* _What to produce_: Edit the records below by changing each "put one marker on" to "place one point on". Keep every other part of the records the same.

** start **

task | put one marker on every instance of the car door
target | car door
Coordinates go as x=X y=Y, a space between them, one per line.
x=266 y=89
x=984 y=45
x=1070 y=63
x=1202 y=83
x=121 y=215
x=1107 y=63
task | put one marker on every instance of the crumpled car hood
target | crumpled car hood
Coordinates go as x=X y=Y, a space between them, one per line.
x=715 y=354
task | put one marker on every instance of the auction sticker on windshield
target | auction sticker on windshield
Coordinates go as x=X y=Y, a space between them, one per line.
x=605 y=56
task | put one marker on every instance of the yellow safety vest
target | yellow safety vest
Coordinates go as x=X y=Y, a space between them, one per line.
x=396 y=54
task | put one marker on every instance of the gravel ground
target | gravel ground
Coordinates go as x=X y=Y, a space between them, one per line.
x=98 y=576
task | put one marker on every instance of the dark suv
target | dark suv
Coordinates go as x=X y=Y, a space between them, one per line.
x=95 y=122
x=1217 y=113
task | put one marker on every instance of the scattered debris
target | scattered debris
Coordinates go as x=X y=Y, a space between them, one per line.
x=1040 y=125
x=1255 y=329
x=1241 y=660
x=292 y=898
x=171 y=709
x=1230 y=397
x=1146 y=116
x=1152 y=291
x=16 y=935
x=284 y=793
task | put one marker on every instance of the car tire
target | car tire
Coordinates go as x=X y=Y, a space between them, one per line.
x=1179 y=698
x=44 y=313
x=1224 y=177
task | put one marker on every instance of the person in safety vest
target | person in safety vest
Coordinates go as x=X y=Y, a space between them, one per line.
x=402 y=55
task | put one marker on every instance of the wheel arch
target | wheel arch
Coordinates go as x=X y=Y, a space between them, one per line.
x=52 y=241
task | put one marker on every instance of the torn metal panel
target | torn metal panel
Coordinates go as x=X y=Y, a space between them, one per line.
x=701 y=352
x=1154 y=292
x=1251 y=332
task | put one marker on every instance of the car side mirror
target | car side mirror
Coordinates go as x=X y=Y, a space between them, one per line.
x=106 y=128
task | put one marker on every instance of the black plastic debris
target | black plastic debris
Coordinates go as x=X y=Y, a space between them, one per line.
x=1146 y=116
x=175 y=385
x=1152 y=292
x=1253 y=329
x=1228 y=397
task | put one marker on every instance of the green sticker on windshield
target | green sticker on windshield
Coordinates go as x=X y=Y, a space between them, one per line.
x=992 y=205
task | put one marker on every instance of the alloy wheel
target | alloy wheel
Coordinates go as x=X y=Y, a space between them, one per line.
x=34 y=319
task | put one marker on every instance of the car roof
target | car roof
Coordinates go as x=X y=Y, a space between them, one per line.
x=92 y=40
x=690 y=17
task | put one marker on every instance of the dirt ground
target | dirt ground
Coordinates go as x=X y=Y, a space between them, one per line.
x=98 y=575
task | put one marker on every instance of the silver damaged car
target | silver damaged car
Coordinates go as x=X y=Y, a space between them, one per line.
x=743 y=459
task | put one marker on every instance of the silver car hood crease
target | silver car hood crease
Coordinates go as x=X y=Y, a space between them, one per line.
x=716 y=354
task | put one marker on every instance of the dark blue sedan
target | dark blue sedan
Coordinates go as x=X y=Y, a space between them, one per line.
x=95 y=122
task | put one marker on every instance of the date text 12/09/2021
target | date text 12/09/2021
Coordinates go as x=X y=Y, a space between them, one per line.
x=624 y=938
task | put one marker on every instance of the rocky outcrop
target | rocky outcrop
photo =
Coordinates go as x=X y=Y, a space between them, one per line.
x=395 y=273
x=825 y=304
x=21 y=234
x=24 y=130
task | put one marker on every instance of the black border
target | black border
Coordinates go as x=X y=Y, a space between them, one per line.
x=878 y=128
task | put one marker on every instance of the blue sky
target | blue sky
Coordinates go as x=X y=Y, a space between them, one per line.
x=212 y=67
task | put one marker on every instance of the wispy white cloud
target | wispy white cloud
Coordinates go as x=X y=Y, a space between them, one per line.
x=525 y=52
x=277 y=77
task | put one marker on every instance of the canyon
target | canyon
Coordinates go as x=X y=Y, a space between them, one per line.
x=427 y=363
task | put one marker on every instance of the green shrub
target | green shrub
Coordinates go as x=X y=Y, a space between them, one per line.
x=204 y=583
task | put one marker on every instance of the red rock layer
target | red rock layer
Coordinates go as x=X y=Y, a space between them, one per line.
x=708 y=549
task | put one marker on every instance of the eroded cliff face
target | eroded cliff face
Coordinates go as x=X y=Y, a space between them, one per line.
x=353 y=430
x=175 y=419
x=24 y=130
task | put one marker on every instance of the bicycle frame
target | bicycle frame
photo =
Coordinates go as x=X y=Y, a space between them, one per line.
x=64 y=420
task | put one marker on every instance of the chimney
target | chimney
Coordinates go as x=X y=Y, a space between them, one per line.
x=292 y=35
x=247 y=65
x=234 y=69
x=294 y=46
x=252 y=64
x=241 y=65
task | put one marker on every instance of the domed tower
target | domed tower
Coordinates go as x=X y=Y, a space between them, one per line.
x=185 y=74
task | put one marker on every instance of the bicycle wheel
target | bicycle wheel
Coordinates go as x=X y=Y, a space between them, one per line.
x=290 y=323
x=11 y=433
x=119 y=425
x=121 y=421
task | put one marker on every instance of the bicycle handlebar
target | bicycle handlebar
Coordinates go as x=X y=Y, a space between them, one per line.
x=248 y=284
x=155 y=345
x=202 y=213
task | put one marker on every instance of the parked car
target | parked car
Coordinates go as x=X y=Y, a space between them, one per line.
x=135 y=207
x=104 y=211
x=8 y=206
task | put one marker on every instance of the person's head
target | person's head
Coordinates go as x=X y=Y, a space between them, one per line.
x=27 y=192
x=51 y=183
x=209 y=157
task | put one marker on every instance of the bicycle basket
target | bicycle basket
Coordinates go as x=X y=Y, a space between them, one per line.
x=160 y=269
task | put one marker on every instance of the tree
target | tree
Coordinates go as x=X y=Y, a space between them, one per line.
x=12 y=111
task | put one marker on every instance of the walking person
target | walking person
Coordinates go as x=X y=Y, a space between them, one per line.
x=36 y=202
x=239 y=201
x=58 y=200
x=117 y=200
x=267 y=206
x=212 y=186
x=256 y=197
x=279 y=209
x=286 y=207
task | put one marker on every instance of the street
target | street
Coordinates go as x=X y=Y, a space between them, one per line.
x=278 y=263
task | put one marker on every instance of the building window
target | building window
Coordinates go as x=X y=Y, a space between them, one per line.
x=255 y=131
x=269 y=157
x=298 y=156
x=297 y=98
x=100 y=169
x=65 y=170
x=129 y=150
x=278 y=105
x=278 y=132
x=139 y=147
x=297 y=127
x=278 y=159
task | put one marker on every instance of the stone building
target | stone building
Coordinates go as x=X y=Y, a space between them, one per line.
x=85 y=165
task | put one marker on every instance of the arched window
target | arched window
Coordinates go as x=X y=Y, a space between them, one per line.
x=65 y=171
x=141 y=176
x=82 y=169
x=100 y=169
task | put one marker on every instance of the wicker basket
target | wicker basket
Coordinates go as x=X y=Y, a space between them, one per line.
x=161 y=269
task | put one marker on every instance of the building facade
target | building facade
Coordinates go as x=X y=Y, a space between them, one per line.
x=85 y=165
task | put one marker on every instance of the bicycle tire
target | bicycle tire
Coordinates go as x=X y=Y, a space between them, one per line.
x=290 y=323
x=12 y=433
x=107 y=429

** end **

* _Exercise solution_:
task | place one point on every instance of the car door
target | car door
Coordinates go as x=X y=Y, a space between them, one per line.
x=266 y=89
x=984 y=45
x=1070 y=63
x=1202 y=83
x=121 y=215
x=1107 y=63
task | place one point on every instance of the crumpled car hood
target | crumpled car hood
Coordinates go as x=X y=Y, a space between them, one per line.
x=715 y=354
task | place one point on every instance of the auction sticker on windshield
target | auction sticker on windshield
Coordinates go as x=X y=Y, a space between them, one per line.
x=605 y=56
task | place one point on every instance of the yellow safety vest
target | yellow safety vest
Coordinates go as x=X y=Y, a space between them, one per line.
x=396 y=54
task | place one point on every instance of the gravel ground
target | gravel ground
Coordinates go as x=X y=Y, a space between them, one per line.
x=98 y=576
task | place one point on every instance of the dark suv
target | dark suv
Coordinates go as x=X y=Y, a space between them, one per line.
x=95 y=122
x=1217 y=113
task | place one point on every instance of the scattered debris
target | scattered debris
Coordinates go as x=X y=Y, a space between them, one per line.
x=1040 y=125
x=1255 y=329
x=1241 y=660
x=292 y=898
x=171 y=709
x=1230 y=397
x=1146 y=116
x=1152 y=291
x=16 y=935
x=284 y=793
task | place one point on every instance of the car tire
target | car tire
Coordinates go as x=X y=Y, a space between them, one per line.
x=1179 y=698
x=44 y=313
x=1224 y=177
task | place one point on every instance of the person in safety vest
target | person in safety vest
Coordinates go as x=X y=Y, a space between them, one per line.
x=402 y=55
task | place one point on every instance of the wheel arch
target | wheel arch
Coordinates go as x=X y=Y, a space between them, one per line.
x=52 y=241
task | place one point on every instance of the torn metal panel
target | torn metal panel
Coordinates go as x=X y=Y, a space between them, one per line.
x=701 y=352
x=1154 y=292
x=1251 y=332
task | place one point on every instance of the car side mirror
target | car side mirror
Coordinates go as x=X y=Y, a space between them, one per line.
x=106 y=128
task | place one point on every instance of the black plastic debris
target | black plastic debris
Coordinates go as x=X y=Y, a space between them, one per line.
x=1146 y=116
x=175 y=385
x=1152 y=292
x=1253 y=329
x=1228 y=397
task | place one point on every instance of the green sticker on windshield
target | green sticker on windshield
Coordinates go as x=X y=Y, a space between them, one per line.
x=992 y=205
task | place one point on every instance of the alloy wheel
target | alloy wheel
Coordinates go as x=X y=Y, a space between them, one per line.
x=34 y=319
task | place one point on every instance of the car roof
target | car roof
Coordinates go as x=X y=Y, a space between them, one per line.
x=92 y=40
x=690 y=17
task | place one point on every instance of the dirt ground
target | dirt ground
Coordinates go as x=X y=Y, a space between them, one per line.
x=98 y=575
task | place one point on every instance of the silver damaged car
target | silver damaged car
Coordinates go as x=X y=Y, a space between them, one per line.
x=743 y=459
task | place one point on every instance of the silver car hood crease
target | silver car hood crease
Coordinates go as x=X y=Y, a space between them, one per line.
x=716 y=354
task | place one point on every instance of the dark blue sedan
target | dark blue sedan
Coordinates go as x=X y=Y, a space between them, one per line.
x=95 y=122
task | place one point on every instance of the date text 12/09/2021
target | date text 12/09/2021
Coordinates go as x=X y=Y, a space between them, one per line.
x=624 y=938
task | place one point on every instance of the rocky outcrop
target | rocky outcrop
photo =
Coordinates go as x=X y=Y, a space between them, one per line.
x=395 y=273
x=825 y=304
x=21 y=234
x=24 y=130
task | place one point on every instance of the black border
target | black border
Coordinates go as x=X y=Y, a space between them, one per line.
x=878 y=128
task | place one point on every instance of the blue sky
target | blue sky
Coordinates go as x=X y=Y, a space between them, one per line.
x=212 y=67
task | place one point on every instance of the wispy white cloud
target | wispy white cloud
Coordinates go as x=X y=Y, a space between them, one per line.
x=525 y=52
x=277 y=77
task | place one point on every instance of the canyon
target | canyon
Coordinates go as x=X y=Y, a space between them, one per line.
x=427 y=363
task | place one point on every instance of the green shrub
target | green shrub
Coordinates go as x=X y=Y, a space between them, one per line.
x=204 y=583
task | place one point on every instance of the red rock layer
target | red rock layer
Coordinates go as x=X y=Y, a space between them, one per line.
x=708 y=549
task | place one point on every instance of the eroded cliff face
target | eroded cliff face
Coordinates go as x=X y=Y, a space between them, one per line.
x=353 y=430
x=175 y=419
x=24 y=130
task | place one point on every instance of the bicycle frame
target | bicycle frame
photo =
Coordinates go as x=X y=Y, a space between them, one per line.
x=64 y=420
task | place one point on every instance of the chimney
target | chimney
Coordinates go as x=X y=Y, a space between them, one per line.
x=292 y=35
x=247 y=65
x=234 y=69
x=294 y=46
x=252 y=64
x=241 y=65
task | place one point on every instance of the domed tower
target | domed tower
Coordinates go as x=X y=Y, a space between them, one per line.
x=185 y=74
task | place one point on every instance of the bicycle wheel
target | bicycle wheel
Coordinates go as x=X y=Y, a space between them, one per line.
x=290 y=323
x=11 y=433
x=119 y=425
x=121 y=421
task | place one point on every instance of the bicycle handlebar
target | bicycle handlebar
Coordinates go as x=X y=Y, a space between them, one per line.
x=248 y=284
x=155 y=345
x=202 y=213
task | place one point on every instance of the parked car
target | parked car
Coordinates go as x=X y=Y, a space between them, one per line.
x=135 y=207
x=104 y=211
x=8 y=206
task | place one point on every instance of the person's head
target | person's head
Coordinates go as x=X y=Y, a space between them, one per line.
x=27 y=192
x=51 y=183
x=209 y=157
task | place one point on every instance of the bicycle basket
target | bicycle basket
Coordinates go as x=X y=Y, a space between them, one per line.
x=160 y=269
task | place one point on every instance of the tree
target | tree
Coordinates go as x=X y=Y, a space between them, one per line.
x=12 y=111
task | place one point on every instance of the walking person
target | walking person
Coordinates go as x=X y=Y, a space between them, one per line.
x=36 y=202
x=239 y=201
x=58 y=200
x=117 y=200
x=267 y=206
x=212 y=186
x=256 y=197
x=279 y=209
x=286 y=207
task | place one point on every instance of the street
target | street
Coordinates go as x=X y=Y, a space between them, one per line.
x=278 y=263
task | place one point on every instance of the building window
target | building window
Coordinates go as x=X y=Y, a space between them, one per line.
x=255 y=131
x=269 y=157
x=298 y=156
x=297 y=98
x=100 y=169
x=65 y=170
x=129 y=150
x=278 y=105
x=278 y=132
x=139 y=147
x=297 y=127
x=278 y=159
task | place one point on every instance of the stone building
target | stone building
Coordinates go as x=X y=Y, a space between them, one per line.
x=85 y=165
task | place one point on every instance of the arched window
target | arched window
Coordinates go as x=X y=Y, a space between them, one per line.
x=65 y=171
x=141 y=176
x=82 y=169
x=100 y=169
task | place one point on every instance of the wicker basket
target | wicker basket
Coordinates go as x=X y=Y, a space between them, one per line.
x=161 y=269
task | place one point on every instance of the building facade
target | building facade
Coordinates go as x=X y=Y, a space between them, one per line.
x=85 y=165
task | place one point on every instance of the bicycle tire
target | bicycle tire
Coordinates go as x=X y=Y, a space between them, one per line.
x=290 y=323
x=12 y=433
x=107 y=429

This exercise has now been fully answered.